▸ **EXERCISES**
1) In the post about the AKBC 2016 workshop, what tool did Oren Etzioni promote a poster about?
2) Go on with the post about the AKBC 2016 workshop, picking up after its last sentence.

[[ GIVEN TEXT, beginning ]]

The QA workshop concluded with a competition between California’s team for the National Quiz Bowl Championship, and the best entry for the quizbowl shared task.  The humans won, but the computer gave a very creditable performance. Unfortunately, I don’t have a link to the description of the winning system, but it was a much smaller effort than the scale that was needed for Watson to win at Jeopardy! a few years ago. If the task were repeated next year then it seems very likely that the results would be reversed.

AKBC 2016

Earlier I blogged about the NAACL conference. The conference proper ran Monday..Wednesday. It was followed by workshops on Thursday and Friday. I’ll describe Thursday’s workshop on Question Answering in a future posting. This one is about Friday’s workshop on Automated Knowledge Base Completion (AKBC). It was the highlight of the week for me, and I left there re-energized to dig into some tasks I’ve been wanting to do for a while, and with some cool ideas for new tasks.

The organizers put a lot of effort into the workshop, including humorous introductions for most of the invited speakers. For better or worse, they had more invited talks than contributed ones. I think this was for the better, as we got to hear about the efforts underway at several leading programs, and the speakers were good communicators. The disadvantage is that the slides of their talks are not available for download (at least yet).

Oren Etzioni spoke about things underway at the Allen Institute of Artificial Intelligence, and he put in a plug for the poster on IKE (Interactive Knowledge Explorer) which looks like a very nice tool for helping in KB construction. Oren’s work on the Semantic Scholar has me itching to do a lot more analysis on the text of sentences that cite other works in the literature.

[[ GIVEN TEXT, end ]]
[[ RECORDS SHOWN, beginning ]]

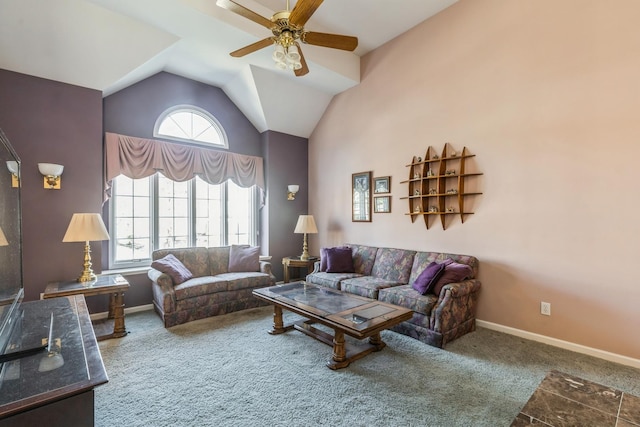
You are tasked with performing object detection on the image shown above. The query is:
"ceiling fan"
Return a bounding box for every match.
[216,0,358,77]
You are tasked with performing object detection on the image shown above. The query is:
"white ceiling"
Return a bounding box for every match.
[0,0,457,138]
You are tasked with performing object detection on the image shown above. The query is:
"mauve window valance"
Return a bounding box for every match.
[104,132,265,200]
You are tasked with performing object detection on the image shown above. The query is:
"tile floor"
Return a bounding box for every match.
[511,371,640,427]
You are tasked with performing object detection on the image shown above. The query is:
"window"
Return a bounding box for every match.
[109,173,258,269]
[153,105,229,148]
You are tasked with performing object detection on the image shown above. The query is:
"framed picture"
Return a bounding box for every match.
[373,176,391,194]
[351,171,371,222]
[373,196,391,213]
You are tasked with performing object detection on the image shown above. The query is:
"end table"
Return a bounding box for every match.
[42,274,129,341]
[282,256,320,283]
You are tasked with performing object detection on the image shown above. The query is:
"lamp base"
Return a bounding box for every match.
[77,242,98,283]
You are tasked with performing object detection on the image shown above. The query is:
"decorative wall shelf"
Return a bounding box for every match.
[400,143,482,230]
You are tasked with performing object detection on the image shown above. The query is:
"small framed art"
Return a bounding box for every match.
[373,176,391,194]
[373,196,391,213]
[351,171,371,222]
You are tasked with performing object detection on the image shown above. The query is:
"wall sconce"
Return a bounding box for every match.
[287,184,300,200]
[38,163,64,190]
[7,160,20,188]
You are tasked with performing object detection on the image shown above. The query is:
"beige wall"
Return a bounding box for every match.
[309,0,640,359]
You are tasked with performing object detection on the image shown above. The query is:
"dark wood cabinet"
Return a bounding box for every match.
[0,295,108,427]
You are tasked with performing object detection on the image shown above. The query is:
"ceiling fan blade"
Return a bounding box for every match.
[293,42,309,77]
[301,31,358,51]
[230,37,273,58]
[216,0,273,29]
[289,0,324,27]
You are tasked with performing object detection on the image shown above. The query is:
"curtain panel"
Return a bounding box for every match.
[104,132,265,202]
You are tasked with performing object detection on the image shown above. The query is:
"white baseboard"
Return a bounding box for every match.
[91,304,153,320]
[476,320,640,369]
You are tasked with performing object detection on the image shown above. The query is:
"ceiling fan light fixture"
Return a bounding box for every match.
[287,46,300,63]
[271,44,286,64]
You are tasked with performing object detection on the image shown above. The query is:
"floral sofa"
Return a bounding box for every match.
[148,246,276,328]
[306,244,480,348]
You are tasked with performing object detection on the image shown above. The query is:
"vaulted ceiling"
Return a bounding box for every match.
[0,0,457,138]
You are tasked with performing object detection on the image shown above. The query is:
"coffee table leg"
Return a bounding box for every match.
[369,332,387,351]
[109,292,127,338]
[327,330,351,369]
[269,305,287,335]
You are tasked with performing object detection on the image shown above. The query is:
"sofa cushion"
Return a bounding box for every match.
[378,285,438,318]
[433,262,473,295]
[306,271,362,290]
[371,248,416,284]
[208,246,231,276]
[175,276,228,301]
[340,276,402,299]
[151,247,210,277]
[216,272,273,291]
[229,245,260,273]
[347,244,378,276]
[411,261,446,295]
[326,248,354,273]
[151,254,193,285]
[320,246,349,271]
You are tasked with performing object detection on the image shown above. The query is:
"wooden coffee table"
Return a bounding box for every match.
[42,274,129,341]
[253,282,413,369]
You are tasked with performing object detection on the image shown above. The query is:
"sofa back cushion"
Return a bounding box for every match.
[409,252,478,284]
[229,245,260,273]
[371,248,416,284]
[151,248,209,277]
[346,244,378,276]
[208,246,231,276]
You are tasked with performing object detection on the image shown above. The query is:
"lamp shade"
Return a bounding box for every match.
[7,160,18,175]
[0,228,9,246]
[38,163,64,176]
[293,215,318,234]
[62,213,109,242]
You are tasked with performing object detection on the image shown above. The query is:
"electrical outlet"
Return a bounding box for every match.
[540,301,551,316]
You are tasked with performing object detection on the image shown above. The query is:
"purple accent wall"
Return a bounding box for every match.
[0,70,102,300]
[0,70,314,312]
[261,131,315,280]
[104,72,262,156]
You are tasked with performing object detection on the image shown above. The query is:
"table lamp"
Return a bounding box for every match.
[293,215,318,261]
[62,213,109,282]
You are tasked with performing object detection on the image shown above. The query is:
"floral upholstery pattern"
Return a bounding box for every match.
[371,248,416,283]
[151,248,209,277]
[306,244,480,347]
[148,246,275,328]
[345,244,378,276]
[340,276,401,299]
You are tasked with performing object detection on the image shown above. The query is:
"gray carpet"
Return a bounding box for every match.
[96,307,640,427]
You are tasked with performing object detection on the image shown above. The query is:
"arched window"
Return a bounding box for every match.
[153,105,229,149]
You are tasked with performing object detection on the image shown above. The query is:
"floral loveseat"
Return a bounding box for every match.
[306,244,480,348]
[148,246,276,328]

[[ RECORDS SHOWN, end ]]

▸ **TASK-BY-TASK RESULTS**
1) IKE, the Interactive Knowledge Explorer.

2)
Andrew McCallum spoke about recent progress in Universal Schemas, and put in plug for a couple of posters from his group when those topics came up in his presentation: Incorporating Selectional Preferences in Multi-hop Relation Extraction” by Rajarshi Das et al, and “Row-less Universal Schema” by Patrick Verga et al. Patrick’s work is very interesting as it allows us to train a Universal Schema, and then use it even when the incoming entities are not ones that were seen during training time. There is some complementary work on column-less Universal Schema, and Patrick has identified a merger of the two as an area of future work.

William Cohen spoke about some statistical relational learning systems like ProPPR and the quality of results they produce. He also noted that they were hard to integrate into an end-to-end system. Neural networks are easy to integrate that way because the individual components are differentiable, therefore the whole system can be trained with backprop. He went on to talk about making logical systems that were differentiable, such as their most current work on TensorLog.

Chris Manning spoke about a couple of things – one was contrasting some neural networks against traditional methods, then reworking those networks for improved performance. He also spoke about Natural Logic Inference – breaking complex sentences into clauses, then mutating the text of those clauses, to come to a set of simpler statements that are still valid inferences from the original text. That work has been recently extended to come up with a broader range of inferences based on text similarity, at the cost of shifting to probabilities of being a correct inference. Some of us see that as a benefit.

Richard Socher spoke about Dynamic Memory Networks. The Episodic Memory Module in these networks is an exceedingly cool attention mechanism and I recommend you read the paper “Dynamic Memory Networks for Visual and Textual Question Answering“. The composition of several modules to provide an overall system is probably a foretaste of the things to come.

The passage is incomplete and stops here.